Exercise:
All lines in the material below that contain "right" should be located and copied.
......
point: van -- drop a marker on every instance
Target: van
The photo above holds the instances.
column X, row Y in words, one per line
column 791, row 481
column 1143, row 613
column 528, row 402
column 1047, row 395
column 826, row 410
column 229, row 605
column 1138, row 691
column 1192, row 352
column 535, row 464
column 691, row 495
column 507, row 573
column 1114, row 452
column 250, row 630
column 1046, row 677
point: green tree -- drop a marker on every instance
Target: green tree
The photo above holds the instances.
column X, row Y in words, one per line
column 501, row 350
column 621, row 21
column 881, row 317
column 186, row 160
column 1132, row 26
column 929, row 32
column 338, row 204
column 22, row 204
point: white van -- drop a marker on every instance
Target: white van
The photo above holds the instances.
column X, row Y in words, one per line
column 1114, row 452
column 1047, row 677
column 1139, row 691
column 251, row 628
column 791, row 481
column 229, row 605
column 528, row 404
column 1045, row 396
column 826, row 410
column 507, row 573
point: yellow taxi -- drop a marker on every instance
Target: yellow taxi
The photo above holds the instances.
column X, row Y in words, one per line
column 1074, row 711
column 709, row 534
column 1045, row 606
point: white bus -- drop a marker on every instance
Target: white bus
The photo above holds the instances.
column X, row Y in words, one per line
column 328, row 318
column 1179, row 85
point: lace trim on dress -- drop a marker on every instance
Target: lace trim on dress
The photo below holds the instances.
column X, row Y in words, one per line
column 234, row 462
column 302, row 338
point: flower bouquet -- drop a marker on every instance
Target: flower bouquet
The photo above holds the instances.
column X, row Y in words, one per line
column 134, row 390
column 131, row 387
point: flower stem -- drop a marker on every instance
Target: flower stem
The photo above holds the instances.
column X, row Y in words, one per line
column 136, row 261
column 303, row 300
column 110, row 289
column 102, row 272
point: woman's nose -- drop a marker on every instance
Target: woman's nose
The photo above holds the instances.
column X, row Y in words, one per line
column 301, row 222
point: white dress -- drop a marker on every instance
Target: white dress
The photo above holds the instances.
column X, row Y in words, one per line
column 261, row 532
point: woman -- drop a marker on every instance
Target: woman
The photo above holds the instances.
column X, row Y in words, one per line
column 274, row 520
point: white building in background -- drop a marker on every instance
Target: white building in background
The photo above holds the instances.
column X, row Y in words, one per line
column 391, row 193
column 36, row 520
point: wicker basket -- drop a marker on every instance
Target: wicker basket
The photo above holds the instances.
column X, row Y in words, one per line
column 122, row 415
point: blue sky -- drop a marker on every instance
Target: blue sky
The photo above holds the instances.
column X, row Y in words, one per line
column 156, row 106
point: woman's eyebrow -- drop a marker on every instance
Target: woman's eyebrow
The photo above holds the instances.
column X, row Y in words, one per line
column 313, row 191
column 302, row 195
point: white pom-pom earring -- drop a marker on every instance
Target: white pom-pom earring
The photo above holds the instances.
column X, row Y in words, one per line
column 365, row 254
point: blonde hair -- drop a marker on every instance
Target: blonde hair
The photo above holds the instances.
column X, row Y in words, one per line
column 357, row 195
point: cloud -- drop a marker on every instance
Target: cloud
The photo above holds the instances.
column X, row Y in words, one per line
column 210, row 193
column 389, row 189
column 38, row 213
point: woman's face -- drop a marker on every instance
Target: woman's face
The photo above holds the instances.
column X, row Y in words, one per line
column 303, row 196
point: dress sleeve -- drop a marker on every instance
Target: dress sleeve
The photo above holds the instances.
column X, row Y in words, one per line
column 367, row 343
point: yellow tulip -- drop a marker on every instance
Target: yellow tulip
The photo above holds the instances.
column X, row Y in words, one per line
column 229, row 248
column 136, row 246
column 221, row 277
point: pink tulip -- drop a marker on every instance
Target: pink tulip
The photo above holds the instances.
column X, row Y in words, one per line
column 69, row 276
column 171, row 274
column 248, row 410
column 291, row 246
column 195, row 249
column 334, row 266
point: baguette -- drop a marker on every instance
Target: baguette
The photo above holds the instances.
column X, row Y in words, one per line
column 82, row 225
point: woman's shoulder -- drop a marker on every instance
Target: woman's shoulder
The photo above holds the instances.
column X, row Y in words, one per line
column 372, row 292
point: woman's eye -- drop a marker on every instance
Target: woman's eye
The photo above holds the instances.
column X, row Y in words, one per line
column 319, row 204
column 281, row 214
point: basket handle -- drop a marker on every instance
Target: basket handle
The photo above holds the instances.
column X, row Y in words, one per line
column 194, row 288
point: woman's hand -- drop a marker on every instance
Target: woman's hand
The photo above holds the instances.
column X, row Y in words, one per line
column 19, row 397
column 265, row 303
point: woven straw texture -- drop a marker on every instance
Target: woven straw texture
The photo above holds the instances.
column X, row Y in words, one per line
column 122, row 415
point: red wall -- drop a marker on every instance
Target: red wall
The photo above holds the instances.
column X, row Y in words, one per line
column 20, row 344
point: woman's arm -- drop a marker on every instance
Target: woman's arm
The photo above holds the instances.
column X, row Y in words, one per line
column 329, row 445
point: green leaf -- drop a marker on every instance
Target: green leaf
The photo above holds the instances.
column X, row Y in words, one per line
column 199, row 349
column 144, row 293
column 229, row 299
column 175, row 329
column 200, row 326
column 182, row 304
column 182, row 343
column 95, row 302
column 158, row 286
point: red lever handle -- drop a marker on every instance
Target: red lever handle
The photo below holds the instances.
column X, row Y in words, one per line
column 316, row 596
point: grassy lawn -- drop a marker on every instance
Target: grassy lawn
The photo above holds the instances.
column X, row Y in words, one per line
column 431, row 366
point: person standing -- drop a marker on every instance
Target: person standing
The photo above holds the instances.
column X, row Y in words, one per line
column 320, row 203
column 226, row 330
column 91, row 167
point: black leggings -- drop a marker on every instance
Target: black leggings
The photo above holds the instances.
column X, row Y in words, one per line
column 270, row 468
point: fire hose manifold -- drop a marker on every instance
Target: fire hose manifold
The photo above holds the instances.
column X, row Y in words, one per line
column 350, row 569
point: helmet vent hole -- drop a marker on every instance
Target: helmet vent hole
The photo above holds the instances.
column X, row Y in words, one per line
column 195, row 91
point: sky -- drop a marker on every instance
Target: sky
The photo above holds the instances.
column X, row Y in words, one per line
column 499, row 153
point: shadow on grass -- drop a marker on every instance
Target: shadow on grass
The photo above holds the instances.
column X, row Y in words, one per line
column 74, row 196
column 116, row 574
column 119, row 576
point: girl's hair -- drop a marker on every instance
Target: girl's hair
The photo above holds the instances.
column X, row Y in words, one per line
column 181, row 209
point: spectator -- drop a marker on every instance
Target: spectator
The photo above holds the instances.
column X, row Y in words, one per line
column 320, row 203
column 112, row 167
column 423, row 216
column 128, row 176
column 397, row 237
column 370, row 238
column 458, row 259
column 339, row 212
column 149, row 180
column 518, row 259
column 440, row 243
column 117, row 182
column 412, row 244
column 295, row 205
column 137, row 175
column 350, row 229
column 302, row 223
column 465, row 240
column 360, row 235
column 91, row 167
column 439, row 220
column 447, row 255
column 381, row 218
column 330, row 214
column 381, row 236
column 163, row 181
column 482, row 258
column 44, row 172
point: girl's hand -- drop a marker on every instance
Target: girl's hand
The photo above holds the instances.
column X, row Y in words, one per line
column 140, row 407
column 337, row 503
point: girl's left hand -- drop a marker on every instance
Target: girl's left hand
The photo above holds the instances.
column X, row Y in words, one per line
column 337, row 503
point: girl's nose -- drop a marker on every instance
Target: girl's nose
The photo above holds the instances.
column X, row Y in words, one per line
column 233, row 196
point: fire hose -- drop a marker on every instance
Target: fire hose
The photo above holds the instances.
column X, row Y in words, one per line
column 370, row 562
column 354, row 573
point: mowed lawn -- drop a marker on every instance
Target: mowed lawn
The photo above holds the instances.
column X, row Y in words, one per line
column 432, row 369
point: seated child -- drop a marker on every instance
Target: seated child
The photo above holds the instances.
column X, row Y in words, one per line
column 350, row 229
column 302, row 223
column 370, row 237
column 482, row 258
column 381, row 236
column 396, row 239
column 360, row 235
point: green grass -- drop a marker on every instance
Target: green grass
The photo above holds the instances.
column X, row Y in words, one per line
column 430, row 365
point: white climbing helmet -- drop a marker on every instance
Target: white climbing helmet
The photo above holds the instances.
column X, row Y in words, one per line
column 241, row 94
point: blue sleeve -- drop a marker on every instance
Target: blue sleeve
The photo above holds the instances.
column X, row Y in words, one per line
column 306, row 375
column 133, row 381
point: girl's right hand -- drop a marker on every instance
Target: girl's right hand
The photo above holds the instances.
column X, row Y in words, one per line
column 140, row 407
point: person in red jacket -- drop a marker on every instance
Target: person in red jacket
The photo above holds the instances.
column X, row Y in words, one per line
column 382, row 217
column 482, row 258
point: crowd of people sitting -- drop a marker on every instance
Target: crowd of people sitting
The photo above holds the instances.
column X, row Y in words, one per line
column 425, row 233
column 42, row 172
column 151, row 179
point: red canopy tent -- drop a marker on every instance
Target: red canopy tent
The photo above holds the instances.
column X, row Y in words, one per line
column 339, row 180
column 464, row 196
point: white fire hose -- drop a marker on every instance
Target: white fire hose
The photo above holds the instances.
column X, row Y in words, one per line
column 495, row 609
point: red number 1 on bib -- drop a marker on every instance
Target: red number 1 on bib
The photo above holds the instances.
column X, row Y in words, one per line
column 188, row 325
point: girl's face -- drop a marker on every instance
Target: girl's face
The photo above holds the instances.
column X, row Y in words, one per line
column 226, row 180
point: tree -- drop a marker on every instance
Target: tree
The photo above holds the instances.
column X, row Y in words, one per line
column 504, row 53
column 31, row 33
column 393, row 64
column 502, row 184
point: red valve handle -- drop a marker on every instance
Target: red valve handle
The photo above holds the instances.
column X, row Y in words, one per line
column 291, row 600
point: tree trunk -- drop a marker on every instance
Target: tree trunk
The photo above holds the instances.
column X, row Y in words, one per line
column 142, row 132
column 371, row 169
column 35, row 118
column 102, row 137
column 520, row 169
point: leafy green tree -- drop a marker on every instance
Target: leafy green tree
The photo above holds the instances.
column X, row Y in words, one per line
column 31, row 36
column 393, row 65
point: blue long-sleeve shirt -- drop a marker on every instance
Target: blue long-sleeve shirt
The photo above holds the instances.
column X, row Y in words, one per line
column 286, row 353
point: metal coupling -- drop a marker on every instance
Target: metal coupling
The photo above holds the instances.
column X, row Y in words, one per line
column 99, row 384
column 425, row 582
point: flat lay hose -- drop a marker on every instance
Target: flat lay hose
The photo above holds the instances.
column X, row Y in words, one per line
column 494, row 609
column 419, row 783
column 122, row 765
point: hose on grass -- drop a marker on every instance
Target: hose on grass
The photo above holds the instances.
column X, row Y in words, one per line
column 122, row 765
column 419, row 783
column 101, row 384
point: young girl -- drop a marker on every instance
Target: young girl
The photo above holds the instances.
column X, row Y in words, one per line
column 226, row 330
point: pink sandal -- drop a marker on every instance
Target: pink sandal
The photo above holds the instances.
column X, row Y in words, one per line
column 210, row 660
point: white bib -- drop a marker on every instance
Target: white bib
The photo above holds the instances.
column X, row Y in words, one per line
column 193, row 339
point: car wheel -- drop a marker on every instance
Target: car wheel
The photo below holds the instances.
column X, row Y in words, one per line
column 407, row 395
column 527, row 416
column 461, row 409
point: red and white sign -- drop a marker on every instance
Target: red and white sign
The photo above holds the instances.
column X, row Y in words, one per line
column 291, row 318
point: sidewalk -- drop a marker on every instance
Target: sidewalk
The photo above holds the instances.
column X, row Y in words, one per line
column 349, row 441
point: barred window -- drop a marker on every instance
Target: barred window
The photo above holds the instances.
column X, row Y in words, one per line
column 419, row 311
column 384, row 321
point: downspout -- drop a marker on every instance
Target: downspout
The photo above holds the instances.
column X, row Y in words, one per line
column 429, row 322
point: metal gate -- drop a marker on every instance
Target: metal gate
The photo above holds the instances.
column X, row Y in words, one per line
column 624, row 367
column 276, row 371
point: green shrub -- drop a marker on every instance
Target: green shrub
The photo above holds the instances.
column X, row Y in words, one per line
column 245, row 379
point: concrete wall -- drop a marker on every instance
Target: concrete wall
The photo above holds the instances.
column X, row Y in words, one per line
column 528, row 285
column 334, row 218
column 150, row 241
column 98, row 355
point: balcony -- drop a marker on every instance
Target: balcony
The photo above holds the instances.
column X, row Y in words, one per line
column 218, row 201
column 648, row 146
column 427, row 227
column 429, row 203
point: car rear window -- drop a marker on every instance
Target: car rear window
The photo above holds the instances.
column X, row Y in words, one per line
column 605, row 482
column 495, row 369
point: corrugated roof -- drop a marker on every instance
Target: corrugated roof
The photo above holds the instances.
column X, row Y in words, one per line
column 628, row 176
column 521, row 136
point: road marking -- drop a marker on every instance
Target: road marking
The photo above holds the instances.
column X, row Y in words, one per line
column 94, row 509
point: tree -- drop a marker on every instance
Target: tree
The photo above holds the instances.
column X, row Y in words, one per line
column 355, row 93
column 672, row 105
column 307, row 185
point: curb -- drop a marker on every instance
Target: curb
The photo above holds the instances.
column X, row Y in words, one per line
......
Solution below:
point: girl's right hand -- drop a marker on every instance
Target: girl's right hand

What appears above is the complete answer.